— START —
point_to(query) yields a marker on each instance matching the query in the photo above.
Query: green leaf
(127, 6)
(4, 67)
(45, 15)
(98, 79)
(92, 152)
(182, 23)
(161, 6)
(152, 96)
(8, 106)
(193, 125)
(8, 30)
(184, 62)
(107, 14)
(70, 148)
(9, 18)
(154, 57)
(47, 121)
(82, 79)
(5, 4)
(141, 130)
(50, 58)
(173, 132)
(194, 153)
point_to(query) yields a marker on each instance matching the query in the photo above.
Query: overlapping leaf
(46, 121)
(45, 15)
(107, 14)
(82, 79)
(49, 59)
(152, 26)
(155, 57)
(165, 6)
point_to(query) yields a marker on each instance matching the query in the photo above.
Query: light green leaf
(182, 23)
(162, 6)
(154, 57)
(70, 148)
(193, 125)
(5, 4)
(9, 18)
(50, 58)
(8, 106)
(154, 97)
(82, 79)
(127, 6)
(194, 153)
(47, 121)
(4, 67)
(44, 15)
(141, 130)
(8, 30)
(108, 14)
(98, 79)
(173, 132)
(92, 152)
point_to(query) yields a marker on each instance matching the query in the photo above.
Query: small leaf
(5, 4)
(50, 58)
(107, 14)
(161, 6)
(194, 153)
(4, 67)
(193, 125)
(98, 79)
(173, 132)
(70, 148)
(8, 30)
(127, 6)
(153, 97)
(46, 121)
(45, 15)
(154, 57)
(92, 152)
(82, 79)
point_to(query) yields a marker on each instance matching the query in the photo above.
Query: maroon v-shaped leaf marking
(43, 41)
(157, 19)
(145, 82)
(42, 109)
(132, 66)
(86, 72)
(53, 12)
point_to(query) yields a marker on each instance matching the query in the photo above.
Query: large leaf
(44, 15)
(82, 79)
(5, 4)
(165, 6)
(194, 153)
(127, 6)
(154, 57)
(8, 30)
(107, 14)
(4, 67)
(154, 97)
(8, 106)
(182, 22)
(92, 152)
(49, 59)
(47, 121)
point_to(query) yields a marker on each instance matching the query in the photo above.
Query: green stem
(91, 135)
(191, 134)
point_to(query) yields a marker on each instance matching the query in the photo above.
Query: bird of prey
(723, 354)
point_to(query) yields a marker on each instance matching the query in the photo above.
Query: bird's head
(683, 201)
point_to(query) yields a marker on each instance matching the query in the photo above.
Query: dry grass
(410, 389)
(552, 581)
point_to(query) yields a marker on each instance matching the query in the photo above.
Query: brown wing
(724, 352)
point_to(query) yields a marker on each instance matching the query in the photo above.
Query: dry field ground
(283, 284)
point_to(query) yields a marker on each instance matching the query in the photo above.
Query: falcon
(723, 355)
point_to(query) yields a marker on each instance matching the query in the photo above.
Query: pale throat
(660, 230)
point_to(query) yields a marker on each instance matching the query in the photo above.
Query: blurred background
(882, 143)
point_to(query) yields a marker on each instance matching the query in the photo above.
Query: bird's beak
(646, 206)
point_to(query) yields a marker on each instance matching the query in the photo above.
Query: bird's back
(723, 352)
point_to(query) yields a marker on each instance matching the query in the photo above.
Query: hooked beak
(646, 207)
— END —
Return every line of the material exactly.

point_to(query) yields a marker on each instance matching the query in the photo above.
Query: green leaf
(127, 6)
(4, 67)
(45, 15)
(98, 79)
(92, 152)
(182, 23)
(161, 6)
(152, 96)
(8, 106)
(193, 125)
(8, 30)
(184, 62)
(107, 14)
(70, 148)
(9, 18)
(154, 57)
(47, 121)
(82, 79)
(5, 4)
(141, 130)
(50, 58)
(173, 132)
(194, 153)
point_to(query) yields a marker on each instance matching the query in the photo above.
Query: overlapping leaf
(46, 121)
(45, 15)
(107, 14)
(82, 79)
(49, 59)
(152, 26)
(155, 57)
(165, 6)
point_to(query) yields a marker on each instance matching the query in the photo above.
Query: light green leaf
(182, 23)
(162, 6)
(154, 57)
(70, 148)
(193, 125)
(5, 4)
(9, 18)
(50, 58)
(8, 106)
(154, 97)
(82, 79)
(127, 6)
(194, 153)
(47, 121)
(4, 67)
(44, 15)
(141, 130)
(8, 30)
(108, 14)
(98, 79)
(173, 132)
(92, 152)
point_to(query) yields a marker on each instance matching the query in the photo above.
Query: small leaf
(5, 4)
(50, 58)
(107, 14)
(161, 6)
(194, 153)
(4, 67)
(193, 125)
(98, 79)
(173, 132)
(70, 148)
(8, 30)
(127, 6)
(153, 97)
(46, 121)
(45, 15)
(154, 57)
(92, 152)
(82, 79)
point_to(query) yields a marker on each instance matching the query in the photo above.
Query: maroon v-shaped leaf marking
(43, 41)
(157, 19)
(145, 82)
(42, 109)
(132, 66)
(86, 72)
(53, 12)
point_to(query) yields a marker on each instance matching the query in the photo above.
Query: large leaf
(44, 15)
(82, 79)
(5, 4)
(165, 6)
(194, 153)
(127, 6)
(154, 57)
(8, 30)
(107, 14)
(4, 67)
(154, 97)
(8, 106)
(182, 22)
(92, 152)
(49, 59)
(47, 121)
point_to(query) yields a marker on each instance matching the query in the photo above.
Query: green stem
(91, 135)
(191, 134)
point_to(query) yields a marker on each instance matching the query in the photo above.
Query: bird of prey
(723, 354)
point_to(query) yields a marker on each instance matching the query in the photo above.
Query: bird's head
(683, 201)
point_to(query) yields a marker on each instance matching the query in the photo above.
Query: dry grass
(410, 389)
(552, 581)
point_to(query) yields a marker on each instance matching the query in the photo above.
Query: brown wing
(724, 352)
point_to(query) yields a marker on each instance matching the query in the photo above.
Query: dry field ground
(283, 284)
point_to(query) yields a marker on each instance matching the query in the photo above.
Query: falcon
(723, 355)
point_to(query) yields a marker on each instance matching the query in the photo above.
Query: pale throat
(660, 230)
point_to(query) yields a marker on each instance matching the query in the photo above.
Query: blurred background
(882, 143)
point_to(query) yields a marker on each instance matching the query in the photo above.
Query: bird's beak
(646, 206)
point_to(query) yields a marker on each instance matching the query in the photo above.
Query: bird's back
(723, 352)
point_to(query) yields a marker on each instance matching the query in the photo above.
Query: hooked beak
(646, 207)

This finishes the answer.